▶ [ESTRATTO DELLA PAGINA]
────────

Per limitarsi ai contributi attuali più
rilevanti e successivi a quello di Volterra, è necessario ricordare il
contributo di Robleda. Preferisce l’impostazione volontaristica di Orestano e
ne accoglie l’invito a riconoscere essenziale al matrimonio classico la natura
negoziale. Anzi, non gli è aliena l’intenzione di rifarsi addirittura alla
dottrina contrattualistica, riconoscendo alla promessa iniziale dei coniugi
valore non solo necessario, ma sufficiente per l’esistere nel tempo del
rapporto matrimoniale.
Robleda[35]
ammette tanto il matrimonio nullo quanto il matrimonio inesistente,
distinguendo le due figure, benché riconosca che la distinzione non ha
fondamento nella terminologia delle fonti romane[36].
Ci si potrebbe di conseguenza chiedere se la distinzione sia un riflesso di
quella canonistica fra matrimonium non
exsistens e matrimonium nullum.
Il matrimonio del pazzo, quello simulato e anche, per Robleda, quello estorto
con violenza sarebbero matrimoni inesistenti perché privi dell’affectio maritalis, cioè del consenso
dei coniugi e in questo egli ripete, sostanzialmente, Orestano[37],
almeno a proposito del matrimonio simulato[38].
Inesistente sarebbe anche il matrimonio dell’impubere, poiché non permette la procreazione,
fine essenziale, secondo Robleda, del matrimonio. L’affectio maritalis e la procreazione qualificano come matrimonio il
rapporto fra un uomo e una donna. Se mancano, non vi è matrimonio[39].
Se sono presenti e tuttavia il matrimonio non esplica effetti perché proibito,
allora esso non sarebbe inesistente, ma nullo. Lo è, secondo Robleda, il
matrimonio tra senatore e liberta o tra preside di una provincia e donna nata o
residente nella provincia da lui amministrata. Esplicherà effetti quando il senatore
o il preside cesseranno di essere tali, venendo meno il divieto[40].
Questi divieti sono sanzionati dalla
privazione del conubium nei
contraenti, cioè dalla mancanza di un elemento che l’Epitome Ulpiani considera essenziale per il matrimonio alla pari del
consenso e della pubertà dei coniugi. Perciò se si considera nullo il
matrimonio vietato per carenza di conubium,
dovrebbe essere considerato nullo anche il matrimonio privo di consenso dei
coniugi o della loro pubertà, cadendo a questo modo la diversità concettuale
fra inesistenza e nullità proposta da Robleda. Tanto più che se i coniugi
conseguono successivamente il conubium,
il matrimonio si convalida non perché l’atto di contrazione, prima nullo,
divenga ora efficace, come ritiene Robleda, ma perché è continuata la volontà
dei coniugi di rimanere tali. Se fosse cessata prima dell’acquisto del conubium, il matrimonio sarebbe rimasto
nullo a cominciare dal momento in cui fu contratto (qui § 11).

────────

▶ [MATERIALE FORNITO]
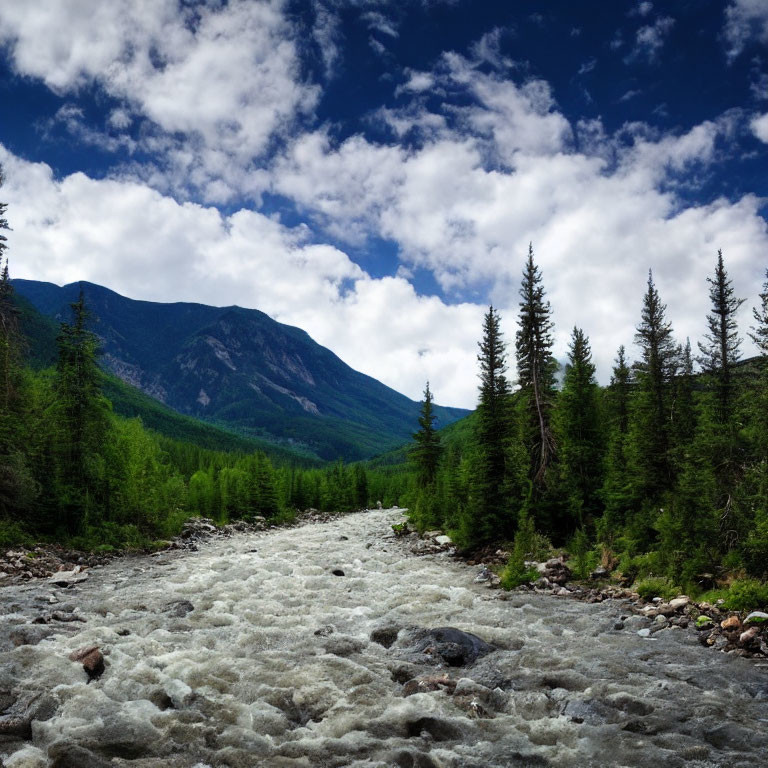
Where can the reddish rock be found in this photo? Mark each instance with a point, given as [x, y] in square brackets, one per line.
[732, 622]
[749, 637]
[92, 660]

────────

▶ [CONSEGNA] Ricopia parola per parola il brano dell'estratto sul matrimonio romano che va da "Il matrimonio del pazzo, quello" fino a "vi è matrimonio[39]." compreso.

▶ [LA SOLUZIONE]
Il matrimonio del pazzo, quello simulato e anche, per Robleda, quello estorto
con violenza sarebbero matrimoni inesistenti perché privi dell’affectio maritalis, cioè del consenso
dei coniugi e in questo egli ripete, sostanzialmente, Orestano[37],
almeno a proposito del matrimonio simulato[38].
Inesistente sarebbe anche il matrimonio dell’impubere, poiché non permette la procreazione,
fine essenziale, secondo Robleda, del matrimonio. L’affectio maritalis e la procreazione qualificano come matrimonio il
rapporto fra un uomo e una donna. Se mancano, non vi è matrimonio[39].